Change can elicit a wide range of emotions—excitement, sadness,
fear and a number of others. Every day we deal with change
in our lives.
This month, we at St. Anthony Messenger are making
some changes. After 40 years, Mary Lynne Rapien, author of
the “Between Youth and Me” column, is retiring. Rather than
try to re-create the magic with which Mary Lynne filled each
of her columns, we have decided to start anew.
These pages will now be devoted to Catholic families and
the issues with which they deal, such as what certain Catholic
traditions mean and how to celebrate them with your children,
what it means to be a family or helping your kids get the
most out of Mass. Basically, the main purpose of this column
is to help reinforce Catholic culture at home.
In addition to those types of topics, we’ll also talk about
current issues such as how to combat violence and promote
peace, ways to take back our family time and how to teach
Some months we’ll offer discussion questions, other months
will see us offering a special recipe or project.

==================================================

Aim of the task — Please write what comes next in the St. Anthony Messenger announcement about its new Catholic family column, starting after its last sentence. The data after this point comes from a separate source.

Given material —
==================================================

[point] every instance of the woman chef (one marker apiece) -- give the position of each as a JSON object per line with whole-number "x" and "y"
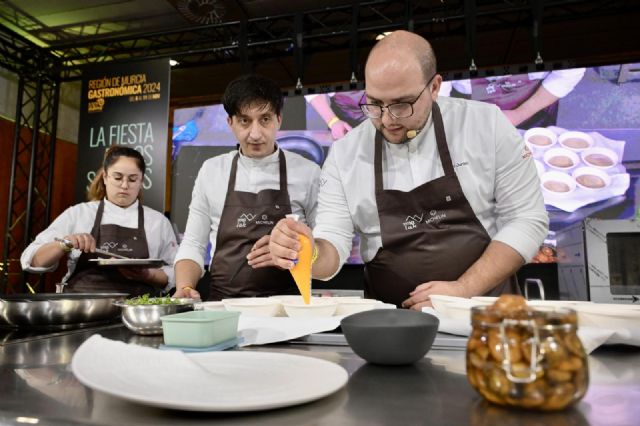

==================================================

Solved problem —
But even though we are starting something new, some things
will stay the same. For instance, “Pete and Repeat” will continue
to challenge you every month on these very pages.
And we’ll still have something for the younger age-groups
with a kids’ section. We will also have a section targeted
to teens. Both will offer information on that month’s topic
specifically geared toward those age-groups.
Writing From the Heart
Perhaps you’re wondering who I am and what my interest is
in writing this column. Well, first and foremost, I’m a mom
to two-year-old Madison. I am also, however, an aunt to seven
nieces and nephews (Edward, Mary, Samantha, Rex, Rosie, Russell
and Lucy) and godmother of two. My husband, Mark, and I have
been married for six years. And I have been an assistant editor
for this magazine for seven years.
As to why I am writing this column, I guess the best way
to explain it is that I have a passion for this topic, especially
since I had my daughter. I was raised Catholic and attended
Catholic school from elementary school through college, so
Catholic faith and tradition have always been a constant in
my family and my life. I remember my mom always saying that
our family could get through most anything with faith. I always
believed her and things almost always seemed to work out.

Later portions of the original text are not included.